__Set problem__
Could you quote all of the data below back word for word, line by line?

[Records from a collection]
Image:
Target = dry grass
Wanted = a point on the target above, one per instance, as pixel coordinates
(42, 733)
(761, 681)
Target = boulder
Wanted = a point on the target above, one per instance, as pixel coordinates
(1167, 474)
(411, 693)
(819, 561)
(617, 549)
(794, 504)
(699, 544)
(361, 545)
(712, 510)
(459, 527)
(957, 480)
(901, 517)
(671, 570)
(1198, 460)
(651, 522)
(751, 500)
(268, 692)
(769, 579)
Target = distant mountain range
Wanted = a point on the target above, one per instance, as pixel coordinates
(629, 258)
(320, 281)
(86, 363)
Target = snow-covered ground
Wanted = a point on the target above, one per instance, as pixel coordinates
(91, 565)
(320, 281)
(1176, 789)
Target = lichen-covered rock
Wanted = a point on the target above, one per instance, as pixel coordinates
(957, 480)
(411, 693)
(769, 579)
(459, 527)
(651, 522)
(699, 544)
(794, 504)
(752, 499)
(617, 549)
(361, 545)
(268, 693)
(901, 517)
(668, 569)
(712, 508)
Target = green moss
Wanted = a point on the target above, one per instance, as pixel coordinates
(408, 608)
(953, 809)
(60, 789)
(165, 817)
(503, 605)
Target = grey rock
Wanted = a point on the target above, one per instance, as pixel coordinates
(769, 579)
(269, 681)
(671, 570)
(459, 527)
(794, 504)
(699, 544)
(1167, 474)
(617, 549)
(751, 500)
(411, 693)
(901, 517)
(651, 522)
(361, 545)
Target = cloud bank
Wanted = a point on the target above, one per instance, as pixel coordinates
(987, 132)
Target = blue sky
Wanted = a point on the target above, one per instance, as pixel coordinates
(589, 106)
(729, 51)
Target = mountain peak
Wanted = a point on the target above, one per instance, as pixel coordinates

__Solved problem__
Image:
Target = dry grass
Wanted = a point on the target above, one per instance, as pixel coordinates
(42, 733)
(761, 681)
Target = boulder
Wanted = a point on the target above, one per instance, as pixel coordinates
(1167, 474)
(411, 693)
(819, 561)
(617, 549)
(794, 504)
(699, 544)
(361, 545)
(712, 510)
(459, 527)
(957, 480)
(901, 517)
(671, 570)
(1198, 460)
(651, 522)
(751, 500)
(268, 692)
(769, 579)
Target = distant mountain range
Wanted = a point on the target above, one per instance, as pixel coordinates
(629, 258)
(320, 281)
(86, 363)
Target = snow-covered ground
Wanted = a point on the target above, one per instance, as pixel coordinates
(91, 565)
(320, 281)
(1176, 789)
Target = lichen-covered rock
Wanted = a point on the target above, one per instance, as pixel coordinates
(957, 480)
(411, 693)
(769, 579)
(459, 527)
(651, 522)
(699, 544)
(794, 504)
(752, 499)
(617, 549)
(361, 545)
(268, 693)
(901, 517)
(668, 569)
(712, 508)
Target = green moss
Wanted = a point on the target above, one per instance, as pixel coordinates
(408, 608)
(953, 809)
(60, 789)
(165, 817)
(503, 605)
Target = grey rock
Wanted = a point on the target above, one per instance, as pixel coordinates
(769, 579)
(269, 681)
(671, 570)
(459, 527)
(794, 504)
(699, 544)
(1167, 474)
(617, 549)
(751, 500)
(411, 693)
(901, 517)
(651, 522)
(361, 545)
Target = cloud bank
Wanted = a point on the target above, one per instance, as pixel coordinates
(987, 132)
Target = blue sky
Wanted = a point on the target above, one per instance, as pixel coordinates
(589, 106)
(729, 51)
Target = mountain peak
Wanted = a point on the target above, one per instance, as pixel coordinates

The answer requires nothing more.